(begin)
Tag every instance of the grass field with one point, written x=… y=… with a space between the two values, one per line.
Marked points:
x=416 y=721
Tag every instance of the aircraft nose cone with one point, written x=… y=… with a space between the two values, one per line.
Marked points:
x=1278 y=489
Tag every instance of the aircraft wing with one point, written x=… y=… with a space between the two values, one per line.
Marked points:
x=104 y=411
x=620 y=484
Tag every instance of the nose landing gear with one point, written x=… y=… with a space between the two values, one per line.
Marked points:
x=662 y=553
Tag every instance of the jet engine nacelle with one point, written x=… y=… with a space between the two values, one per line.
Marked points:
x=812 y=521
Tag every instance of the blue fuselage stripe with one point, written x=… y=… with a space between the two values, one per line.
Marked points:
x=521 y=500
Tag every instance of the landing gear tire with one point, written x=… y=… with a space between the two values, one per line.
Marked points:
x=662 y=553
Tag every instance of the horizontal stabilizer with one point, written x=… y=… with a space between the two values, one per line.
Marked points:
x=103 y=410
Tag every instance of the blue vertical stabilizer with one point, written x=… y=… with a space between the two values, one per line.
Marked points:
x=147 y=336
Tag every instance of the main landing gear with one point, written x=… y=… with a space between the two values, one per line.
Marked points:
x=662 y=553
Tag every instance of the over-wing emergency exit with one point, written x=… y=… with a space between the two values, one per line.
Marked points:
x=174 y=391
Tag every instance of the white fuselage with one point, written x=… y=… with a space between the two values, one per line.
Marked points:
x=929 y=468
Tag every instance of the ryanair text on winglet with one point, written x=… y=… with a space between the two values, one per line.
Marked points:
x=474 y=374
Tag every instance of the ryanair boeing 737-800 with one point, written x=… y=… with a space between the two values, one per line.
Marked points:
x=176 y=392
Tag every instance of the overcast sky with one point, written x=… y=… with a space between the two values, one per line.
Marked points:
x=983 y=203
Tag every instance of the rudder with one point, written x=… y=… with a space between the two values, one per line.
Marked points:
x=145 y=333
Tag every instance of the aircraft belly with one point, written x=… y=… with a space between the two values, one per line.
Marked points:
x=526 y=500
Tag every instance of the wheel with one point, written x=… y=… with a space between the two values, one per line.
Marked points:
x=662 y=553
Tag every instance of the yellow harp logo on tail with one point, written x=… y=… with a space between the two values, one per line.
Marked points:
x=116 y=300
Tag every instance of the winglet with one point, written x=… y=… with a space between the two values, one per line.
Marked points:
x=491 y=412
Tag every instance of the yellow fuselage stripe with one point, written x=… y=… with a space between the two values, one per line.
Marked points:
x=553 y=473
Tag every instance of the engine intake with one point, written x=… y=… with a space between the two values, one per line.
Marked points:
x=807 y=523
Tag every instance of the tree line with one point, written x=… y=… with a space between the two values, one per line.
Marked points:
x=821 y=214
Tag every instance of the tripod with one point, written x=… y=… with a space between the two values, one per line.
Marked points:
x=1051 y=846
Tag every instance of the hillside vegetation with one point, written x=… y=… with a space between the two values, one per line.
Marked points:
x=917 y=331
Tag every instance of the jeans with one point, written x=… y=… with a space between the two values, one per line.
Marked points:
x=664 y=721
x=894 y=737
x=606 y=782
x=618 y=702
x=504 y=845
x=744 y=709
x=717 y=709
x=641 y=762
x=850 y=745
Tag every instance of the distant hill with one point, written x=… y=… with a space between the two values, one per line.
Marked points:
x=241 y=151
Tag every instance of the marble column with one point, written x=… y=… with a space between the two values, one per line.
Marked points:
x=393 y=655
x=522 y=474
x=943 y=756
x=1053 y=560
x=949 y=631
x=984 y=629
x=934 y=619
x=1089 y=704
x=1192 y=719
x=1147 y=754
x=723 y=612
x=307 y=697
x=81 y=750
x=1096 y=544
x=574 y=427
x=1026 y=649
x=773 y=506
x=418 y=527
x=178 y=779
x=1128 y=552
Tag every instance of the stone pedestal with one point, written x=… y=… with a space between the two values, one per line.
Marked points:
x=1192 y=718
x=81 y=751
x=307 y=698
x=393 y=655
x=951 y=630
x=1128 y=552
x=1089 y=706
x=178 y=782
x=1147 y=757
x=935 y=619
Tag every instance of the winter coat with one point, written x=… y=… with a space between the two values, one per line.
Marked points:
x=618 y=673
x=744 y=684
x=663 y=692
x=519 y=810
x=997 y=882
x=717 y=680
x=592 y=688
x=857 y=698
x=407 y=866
(end)
Task brief:
Reproduce the material from its beginning down to and including the line containing "x=521 y=500", requests included, and give nothing beyond that span. Multiply every x and y coordinate of the marked points by 1.2, rounding each result to the nearest whole number with halves rounded up.

Worked answer:
Tag every instance of the grass field with one point, written x=… y=… with a space between the two values, one per line.
Marked points:
x=499 y=865
Tag every instance of the aircraft nose cone with one point, written x=… y=… with a space between the two values, one per line.
Marked points:
x=1534 y=587
Tag every instance of the aircraft wing with one point, written x=… y=… with a space between the two values, one per line.
Marked points:
x=125 y=493
x=744 y=581
Tag every instance of the nose landing gear with one point, written x=… y=… with a space between the two values, one per line.
Marked points:
x=794 y=664
Tag every instance of the jet engine nacelle with one point, written x=… y=… with a space between the two values, one per line.
Marked points:
x=974 y=625
Tag every instance of the blue fuselage stripe with one point, written x=… y=… with a space between the two values, one per line.
Marked points:
x=625 y=600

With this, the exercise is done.